→ What is needed: Start at the line below containing "Target: woman's fingers" and stop at the line containing "Target: pink skirt". Repeat every line of that stretch exactly, and nothing outside it.

→ Extracted material:

════════════════

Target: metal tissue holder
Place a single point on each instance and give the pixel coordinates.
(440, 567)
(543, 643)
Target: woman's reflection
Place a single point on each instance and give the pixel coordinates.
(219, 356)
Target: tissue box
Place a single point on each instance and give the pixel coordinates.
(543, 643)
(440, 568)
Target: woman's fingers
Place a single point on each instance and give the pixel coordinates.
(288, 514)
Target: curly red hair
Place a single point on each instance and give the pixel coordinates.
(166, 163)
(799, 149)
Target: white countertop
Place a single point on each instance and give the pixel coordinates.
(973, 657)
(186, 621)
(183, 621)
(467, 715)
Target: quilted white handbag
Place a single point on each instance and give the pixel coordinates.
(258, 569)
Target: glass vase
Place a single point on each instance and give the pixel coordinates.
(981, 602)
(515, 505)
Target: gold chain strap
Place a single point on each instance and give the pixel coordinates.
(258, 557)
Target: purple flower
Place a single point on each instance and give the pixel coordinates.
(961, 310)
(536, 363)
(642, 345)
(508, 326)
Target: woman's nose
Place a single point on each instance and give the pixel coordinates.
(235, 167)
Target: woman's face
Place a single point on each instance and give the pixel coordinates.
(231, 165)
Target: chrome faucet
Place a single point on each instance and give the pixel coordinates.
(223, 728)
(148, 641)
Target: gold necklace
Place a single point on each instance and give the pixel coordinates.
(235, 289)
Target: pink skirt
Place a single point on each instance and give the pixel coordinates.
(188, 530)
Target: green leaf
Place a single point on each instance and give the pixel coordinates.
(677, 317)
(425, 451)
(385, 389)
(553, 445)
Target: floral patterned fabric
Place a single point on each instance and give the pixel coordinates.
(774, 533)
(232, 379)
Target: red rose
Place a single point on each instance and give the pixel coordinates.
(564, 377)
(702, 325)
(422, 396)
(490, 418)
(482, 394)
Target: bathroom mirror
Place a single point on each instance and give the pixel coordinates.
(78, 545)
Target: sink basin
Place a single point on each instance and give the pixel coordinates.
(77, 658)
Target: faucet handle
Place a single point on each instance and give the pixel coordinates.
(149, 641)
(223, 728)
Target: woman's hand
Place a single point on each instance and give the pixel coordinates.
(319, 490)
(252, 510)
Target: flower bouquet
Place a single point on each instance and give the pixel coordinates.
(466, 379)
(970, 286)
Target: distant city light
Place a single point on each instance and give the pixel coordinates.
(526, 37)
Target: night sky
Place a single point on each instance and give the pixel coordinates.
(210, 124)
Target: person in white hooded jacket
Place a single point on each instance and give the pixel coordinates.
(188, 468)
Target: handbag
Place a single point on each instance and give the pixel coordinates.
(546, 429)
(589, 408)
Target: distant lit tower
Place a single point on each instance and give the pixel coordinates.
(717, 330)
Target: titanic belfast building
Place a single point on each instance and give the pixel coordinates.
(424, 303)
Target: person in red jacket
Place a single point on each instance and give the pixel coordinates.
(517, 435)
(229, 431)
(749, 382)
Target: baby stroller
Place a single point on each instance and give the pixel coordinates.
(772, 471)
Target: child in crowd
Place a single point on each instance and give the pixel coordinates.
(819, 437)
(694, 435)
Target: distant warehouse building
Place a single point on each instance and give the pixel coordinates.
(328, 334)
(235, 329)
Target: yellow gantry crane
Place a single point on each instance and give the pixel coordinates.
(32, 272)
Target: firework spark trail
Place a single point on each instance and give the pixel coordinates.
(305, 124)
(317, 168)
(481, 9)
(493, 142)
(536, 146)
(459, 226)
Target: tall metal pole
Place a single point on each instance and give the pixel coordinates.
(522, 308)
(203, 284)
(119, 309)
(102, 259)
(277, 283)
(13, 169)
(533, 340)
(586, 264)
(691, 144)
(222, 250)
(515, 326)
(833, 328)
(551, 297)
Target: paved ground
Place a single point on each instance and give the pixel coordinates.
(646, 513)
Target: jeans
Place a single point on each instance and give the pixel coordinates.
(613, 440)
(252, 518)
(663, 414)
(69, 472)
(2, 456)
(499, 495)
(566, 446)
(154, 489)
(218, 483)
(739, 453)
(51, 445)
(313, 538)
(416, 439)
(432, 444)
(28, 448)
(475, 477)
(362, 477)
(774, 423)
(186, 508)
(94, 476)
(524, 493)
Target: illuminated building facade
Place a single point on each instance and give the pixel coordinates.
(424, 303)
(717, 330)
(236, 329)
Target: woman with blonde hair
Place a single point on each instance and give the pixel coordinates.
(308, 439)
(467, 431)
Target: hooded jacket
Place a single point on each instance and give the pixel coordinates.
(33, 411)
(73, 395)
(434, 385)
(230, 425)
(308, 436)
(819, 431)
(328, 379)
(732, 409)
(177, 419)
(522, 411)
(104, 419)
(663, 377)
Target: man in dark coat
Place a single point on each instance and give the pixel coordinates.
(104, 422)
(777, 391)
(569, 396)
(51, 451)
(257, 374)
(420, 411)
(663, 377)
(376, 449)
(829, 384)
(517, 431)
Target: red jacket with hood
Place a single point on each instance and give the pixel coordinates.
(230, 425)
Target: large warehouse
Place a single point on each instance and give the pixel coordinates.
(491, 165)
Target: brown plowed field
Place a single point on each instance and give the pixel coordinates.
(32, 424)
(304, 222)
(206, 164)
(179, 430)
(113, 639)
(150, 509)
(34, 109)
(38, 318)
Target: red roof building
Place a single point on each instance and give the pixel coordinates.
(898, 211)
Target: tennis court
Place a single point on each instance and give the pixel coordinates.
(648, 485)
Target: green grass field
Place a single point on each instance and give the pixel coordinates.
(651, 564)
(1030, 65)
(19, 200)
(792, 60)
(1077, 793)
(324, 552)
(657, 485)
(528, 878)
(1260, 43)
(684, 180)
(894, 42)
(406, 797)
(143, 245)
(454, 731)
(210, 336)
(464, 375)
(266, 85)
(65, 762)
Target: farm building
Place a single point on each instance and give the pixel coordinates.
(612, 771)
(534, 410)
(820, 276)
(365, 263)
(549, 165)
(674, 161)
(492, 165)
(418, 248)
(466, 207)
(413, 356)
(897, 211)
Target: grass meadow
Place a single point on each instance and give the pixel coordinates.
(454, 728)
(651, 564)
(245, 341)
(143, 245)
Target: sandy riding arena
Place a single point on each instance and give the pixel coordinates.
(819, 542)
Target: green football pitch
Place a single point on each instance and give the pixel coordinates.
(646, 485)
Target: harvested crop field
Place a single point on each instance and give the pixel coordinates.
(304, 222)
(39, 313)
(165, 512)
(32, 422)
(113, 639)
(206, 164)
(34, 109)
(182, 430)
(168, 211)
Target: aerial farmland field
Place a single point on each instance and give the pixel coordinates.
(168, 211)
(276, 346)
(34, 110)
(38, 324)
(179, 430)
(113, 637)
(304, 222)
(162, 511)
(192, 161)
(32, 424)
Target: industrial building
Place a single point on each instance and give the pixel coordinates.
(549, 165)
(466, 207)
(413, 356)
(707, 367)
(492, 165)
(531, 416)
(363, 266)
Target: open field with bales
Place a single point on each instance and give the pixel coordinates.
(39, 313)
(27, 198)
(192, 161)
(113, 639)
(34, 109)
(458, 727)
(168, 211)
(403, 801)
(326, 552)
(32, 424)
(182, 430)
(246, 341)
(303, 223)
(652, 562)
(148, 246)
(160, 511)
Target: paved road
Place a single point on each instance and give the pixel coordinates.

════════════════

→ Response area:
Target: woman's fingers
Place a single point on each instance and give the pixel coordinates.
(288, 514)
Target: curly red hair
Place a single point on each instance and give the pixel coordinates.
(166, 163)
(799, 149)
Target: white countertop
Place a single point on each instance and give the pixel coordinates.
(973, 657)
(186, 621)
(183, 621)
(467, 715)
Target: quilted white handbag
Place a single point on each instance and give the pixel coordinates.
(258, 569)
Target: glass vase
Place a single point on each instance and give the pixel coordinates.
(981, 602)
(515, 505)
Target: gold chain strap
Place a single point on each instance and give the pixel coordinates.
(258, 557)
Target: purple flower
Place a single point on each instance and give the pixel coordinates.
(961, 310)
(536, 363)
(642, 345)
(508, 326)
Target: woman's nose
Place a single point on each instance and give the pixel coordinates.
(235, 167)
Target: woman's face
Place a single point on each instance and give the pixel coordinates.
(231, 165)
Target: chrome faucet
Place a single point on each instance and give the pixel coordinates.
(223, 728)
(148, 641)
Target: gold necklace
Place a single point on each instance and give the pixel coordinates.
(235, 289)
Target: pink skirt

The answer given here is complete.